- **PROBLEMI E COMPITI**
1. Traduci in inglese questa frase del testo fornito: «Competenze che per quantità e varietà necessariamente devono essere cercate e aggiornate continuamente e ovunque.»
2. Prosegui il testo fornito sulla ricerca di competenze da parte delle aziende, aggiungendo ciò che viene dopo la sua ultima frase.

L’incremento esponenziale della produzione di “beni immateriali”, unito alle nuove modalità di organizzazione del lavoro e alla riduzione del ciclo di vita dei prodotti, ha creato le premesse per un massiccio coinvolgimento di saperi e competenze in tutti i segmenti dell’economia. Competenze che per quantità e varietà necessariamente devono essere cercate e aggiornate continuamente e ovunque. In questa direzione si sono mosse per prime le grandi aziende che, consapevoli della necessità di cambiare ma troppo lente per farlo, hanno iniziato ad esplorare concretamente idee nate da dipendenti, collaboratori, fornitori, ricercatori o start-up, capendo via via l’importanza di questa nuova strategia.

Da qui la spinta ad andare oltre i propri perimetri aziendali per inserirsi all’interno di circuiti, a volte creandoli, dai quali attingere saperi decisivi per la competitività, con un duplice vantaggio: da un lato mettere a sistema tanta conoscenza prima non valorizzata, dall’altro ridurre i tempi tra la fase di ideazione di beni e servizi e la loro commercializzazione.

- **DATI FORNITI**
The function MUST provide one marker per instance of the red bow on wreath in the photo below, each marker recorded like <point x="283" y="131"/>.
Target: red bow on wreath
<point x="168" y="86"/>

- **LE RISPOSTE**
1. Skills that, in their quantity and variety, must necessarily be sought out and updated continuously and everywhere.

2.
Uno scambio che richiede un cambio di mentalità delle imprese che devono diventare allo stesso tempo aperte, trasparenti, attrattive e capaci di dare valore a queste comunità di cui diventano parte e da cui potranno ottenere nel medio periodo valore.

Un modello (1) alla cui diffusione abbiamo assistito negli ultimi anni, che ha reso decisamente più competitive proprio quelle imprese che hanno saputo cogliere tutto il potenziale della conoscenza diffusa.

Questa capacità cambia molto il modo di operare dell’impresa da sistema chiuso a sistema relazionale.

Ci siamo abituati in questi anni a nuovi format come gli hackaton, in cui le imprese chiedono a sviluppatori e programmatori di pensare soluzioni innovative relative a un determinato settore e in un tempo estremamente breve, oppure gli incubatori o gli acceleratori di start-up direttamente o indirettamente gestiti dalle imprese per selezionare e sviluppare nuove idee.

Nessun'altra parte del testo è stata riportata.